Record list.
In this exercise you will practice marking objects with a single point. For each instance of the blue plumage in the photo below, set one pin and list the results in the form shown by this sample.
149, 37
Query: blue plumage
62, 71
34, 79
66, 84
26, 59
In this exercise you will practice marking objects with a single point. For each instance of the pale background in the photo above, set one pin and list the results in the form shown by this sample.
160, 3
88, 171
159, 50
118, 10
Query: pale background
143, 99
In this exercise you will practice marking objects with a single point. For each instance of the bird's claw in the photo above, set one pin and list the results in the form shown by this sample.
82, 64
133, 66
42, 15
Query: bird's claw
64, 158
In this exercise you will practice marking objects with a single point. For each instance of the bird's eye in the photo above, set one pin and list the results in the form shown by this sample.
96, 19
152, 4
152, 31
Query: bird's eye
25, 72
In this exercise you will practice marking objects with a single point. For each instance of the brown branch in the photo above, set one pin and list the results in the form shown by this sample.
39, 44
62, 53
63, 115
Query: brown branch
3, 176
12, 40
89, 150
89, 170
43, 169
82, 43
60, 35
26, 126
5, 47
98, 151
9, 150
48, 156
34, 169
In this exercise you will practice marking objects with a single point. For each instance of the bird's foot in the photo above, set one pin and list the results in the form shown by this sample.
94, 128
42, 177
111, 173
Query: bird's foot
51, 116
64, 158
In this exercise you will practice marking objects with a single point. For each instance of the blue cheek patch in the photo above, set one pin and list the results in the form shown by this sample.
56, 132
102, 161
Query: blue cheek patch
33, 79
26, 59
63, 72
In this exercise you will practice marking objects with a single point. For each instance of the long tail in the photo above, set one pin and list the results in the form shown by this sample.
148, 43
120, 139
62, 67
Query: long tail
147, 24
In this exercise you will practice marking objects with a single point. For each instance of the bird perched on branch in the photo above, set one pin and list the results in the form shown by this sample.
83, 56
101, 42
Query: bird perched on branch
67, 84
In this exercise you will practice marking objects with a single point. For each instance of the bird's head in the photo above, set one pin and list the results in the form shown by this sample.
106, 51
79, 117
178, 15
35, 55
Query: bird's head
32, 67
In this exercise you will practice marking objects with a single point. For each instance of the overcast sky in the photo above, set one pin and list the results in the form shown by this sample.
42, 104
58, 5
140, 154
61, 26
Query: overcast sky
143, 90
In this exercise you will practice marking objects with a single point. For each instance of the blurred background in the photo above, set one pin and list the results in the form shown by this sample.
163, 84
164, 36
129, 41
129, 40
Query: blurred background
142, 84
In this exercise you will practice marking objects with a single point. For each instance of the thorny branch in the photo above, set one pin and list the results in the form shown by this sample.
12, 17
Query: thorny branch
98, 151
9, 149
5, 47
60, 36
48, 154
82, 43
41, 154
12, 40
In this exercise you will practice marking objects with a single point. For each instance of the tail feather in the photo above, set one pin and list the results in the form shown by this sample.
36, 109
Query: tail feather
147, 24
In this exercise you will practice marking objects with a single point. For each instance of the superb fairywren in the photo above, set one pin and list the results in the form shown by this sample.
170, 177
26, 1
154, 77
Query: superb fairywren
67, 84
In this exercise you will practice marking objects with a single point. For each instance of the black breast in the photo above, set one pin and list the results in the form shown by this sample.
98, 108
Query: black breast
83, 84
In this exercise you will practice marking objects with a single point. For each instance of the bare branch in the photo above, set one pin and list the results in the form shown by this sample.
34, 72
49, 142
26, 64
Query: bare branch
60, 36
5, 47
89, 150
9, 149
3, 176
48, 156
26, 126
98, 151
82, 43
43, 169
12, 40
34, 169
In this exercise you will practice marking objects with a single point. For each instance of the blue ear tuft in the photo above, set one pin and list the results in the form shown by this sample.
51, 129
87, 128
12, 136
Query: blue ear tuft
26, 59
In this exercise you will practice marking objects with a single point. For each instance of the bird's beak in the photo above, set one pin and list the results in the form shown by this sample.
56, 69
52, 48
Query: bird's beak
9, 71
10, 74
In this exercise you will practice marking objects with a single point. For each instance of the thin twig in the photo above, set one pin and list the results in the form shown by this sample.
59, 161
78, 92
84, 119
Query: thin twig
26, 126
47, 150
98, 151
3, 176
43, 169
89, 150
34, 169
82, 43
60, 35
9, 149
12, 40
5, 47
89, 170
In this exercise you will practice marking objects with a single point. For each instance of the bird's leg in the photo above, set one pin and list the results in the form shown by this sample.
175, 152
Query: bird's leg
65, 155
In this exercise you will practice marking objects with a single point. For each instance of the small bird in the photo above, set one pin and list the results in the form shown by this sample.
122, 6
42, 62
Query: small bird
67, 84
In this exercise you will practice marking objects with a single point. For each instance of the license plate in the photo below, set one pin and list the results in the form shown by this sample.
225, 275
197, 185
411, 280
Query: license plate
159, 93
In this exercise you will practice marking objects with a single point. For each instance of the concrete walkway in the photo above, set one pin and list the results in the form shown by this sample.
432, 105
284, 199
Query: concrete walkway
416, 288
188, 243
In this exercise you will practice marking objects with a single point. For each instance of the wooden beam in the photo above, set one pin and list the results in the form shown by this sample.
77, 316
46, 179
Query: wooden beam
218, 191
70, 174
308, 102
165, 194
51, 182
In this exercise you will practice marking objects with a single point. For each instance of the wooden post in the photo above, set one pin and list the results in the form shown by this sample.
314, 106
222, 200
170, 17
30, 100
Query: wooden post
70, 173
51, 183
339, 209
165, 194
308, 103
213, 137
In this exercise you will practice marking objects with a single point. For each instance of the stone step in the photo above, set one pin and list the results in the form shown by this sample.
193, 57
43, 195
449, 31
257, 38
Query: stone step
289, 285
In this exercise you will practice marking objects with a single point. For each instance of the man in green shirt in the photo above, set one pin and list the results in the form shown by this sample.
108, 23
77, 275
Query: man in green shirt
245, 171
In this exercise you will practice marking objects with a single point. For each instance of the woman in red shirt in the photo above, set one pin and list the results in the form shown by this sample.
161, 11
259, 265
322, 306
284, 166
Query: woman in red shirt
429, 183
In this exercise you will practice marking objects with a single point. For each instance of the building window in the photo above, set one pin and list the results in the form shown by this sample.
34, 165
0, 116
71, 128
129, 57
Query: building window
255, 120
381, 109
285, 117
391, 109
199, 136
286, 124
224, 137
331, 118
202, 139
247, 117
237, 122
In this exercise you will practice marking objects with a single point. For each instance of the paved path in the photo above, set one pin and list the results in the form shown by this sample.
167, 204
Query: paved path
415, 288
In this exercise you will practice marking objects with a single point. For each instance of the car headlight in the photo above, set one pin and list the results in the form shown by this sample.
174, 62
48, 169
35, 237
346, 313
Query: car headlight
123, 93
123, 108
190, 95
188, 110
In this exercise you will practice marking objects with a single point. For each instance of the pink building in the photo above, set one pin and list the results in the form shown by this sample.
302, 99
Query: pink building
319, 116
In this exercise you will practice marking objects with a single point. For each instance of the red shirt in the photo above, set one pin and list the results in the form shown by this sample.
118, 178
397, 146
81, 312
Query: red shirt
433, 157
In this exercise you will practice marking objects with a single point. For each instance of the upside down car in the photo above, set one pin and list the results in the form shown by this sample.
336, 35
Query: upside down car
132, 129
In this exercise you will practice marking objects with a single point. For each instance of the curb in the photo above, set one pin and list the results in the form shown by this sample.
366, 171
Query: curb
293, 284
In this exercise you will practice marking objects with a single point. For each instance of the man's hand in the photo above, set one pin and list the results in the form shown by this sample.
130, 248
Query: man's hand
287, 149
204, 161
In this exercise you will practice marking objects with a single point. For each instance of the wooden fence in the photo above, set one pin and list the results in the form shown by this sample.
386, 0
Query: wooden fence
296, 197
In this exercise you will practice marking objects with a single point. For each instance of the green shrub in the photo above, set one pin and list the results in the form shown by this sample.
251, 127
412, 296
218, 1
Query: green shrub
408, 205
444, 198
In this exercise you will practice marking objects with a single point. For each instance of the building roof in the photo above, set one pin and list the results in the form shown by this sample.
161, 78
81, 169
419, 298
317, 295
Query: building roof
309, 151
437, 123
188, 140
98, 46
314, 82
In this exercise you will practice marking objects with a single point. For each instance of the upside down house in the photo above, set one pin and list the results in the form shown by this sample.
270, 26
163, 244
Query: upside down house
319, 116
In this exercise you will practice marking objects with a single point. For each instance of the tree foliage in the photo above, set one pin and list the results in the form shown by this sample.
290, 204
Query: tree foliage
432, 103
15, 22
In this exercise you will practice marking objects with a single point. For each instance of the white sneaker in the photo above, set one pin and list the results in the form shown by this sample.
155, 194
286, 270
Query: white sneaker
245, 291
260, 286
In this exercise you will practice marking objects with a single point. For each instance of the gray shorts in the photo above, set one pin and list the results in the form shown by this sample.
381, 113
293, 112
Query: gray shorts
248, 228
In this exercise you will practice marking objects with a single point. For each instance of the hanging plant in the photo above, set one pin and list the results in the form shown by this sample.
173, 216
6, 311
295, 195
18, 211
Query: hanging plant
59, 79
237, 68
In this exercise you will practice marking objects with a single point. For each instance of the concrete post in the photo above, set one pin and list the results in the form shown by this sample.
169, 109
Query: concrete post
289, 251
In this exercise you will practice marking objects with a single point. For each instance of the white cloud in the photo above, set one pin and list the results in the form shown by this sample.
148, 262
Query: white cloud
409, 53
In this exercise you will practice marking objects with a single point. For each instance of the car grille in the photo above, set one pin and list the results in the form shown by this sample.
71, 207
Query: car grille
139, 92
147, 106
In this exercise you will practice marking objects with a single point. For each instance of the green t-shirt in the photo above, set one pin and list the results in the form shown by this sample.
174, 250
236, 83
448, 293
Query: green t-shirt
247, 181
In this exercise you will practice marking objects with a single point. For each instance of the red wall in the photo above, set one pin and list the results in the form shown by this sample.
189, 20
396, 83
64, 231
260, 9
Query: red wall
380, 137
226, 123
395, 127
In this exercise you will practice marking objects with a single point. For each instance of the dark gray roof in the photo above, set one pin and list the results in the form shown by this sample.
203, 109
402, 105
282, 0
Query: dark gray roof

Exercise goal.
Repeat only the stretch of lines starting at the one containing "the concrete post" and running to the final line of the entries above.

Result for this exercise.
In this exercise you will practice marking objects with a single point. For each instance of the concrete post in the photo above, set one pin and list the results in the form shown by this sample.
169, 109
Query: concrete post
289, 251
In this exercise you will practice marking objects with a single point. For each instance of the white cloud in the photo above, set one pin and list the results in the form shown by this sample.
148, 262
Query: white cloud
409, 53
In this exercise you will practice marking objects with a single point. For each instance of the car grille in the photo above, set one pin and list the results in the form shown by this sample.
71, 207
Query: car grille
139, 92
147, 106
In this exercise you will practice marking objects with a single point. For each instance of the green t-shirt in the photo above, set one pin and list the results in the form shown by this sample.
174, 250
236, 83
448, 293
Query: green t-shirt
247, 181
In this exercise you will practice marking objects with a single point. For each instance of the red wall in the photo above, set one pin and list the results in the form shown by this sample.
189, 20
396, 83
64, 231
260, 9
Query: red wall
380, 137
226, 123
395, 127
In this exercise you will practice marking objects with a single point. For each instance of the dark gray roof in the photo above, set one pin and list the results in the form shown by this sample.
203, 109
402, 105
282, 0
Query: dark gray roof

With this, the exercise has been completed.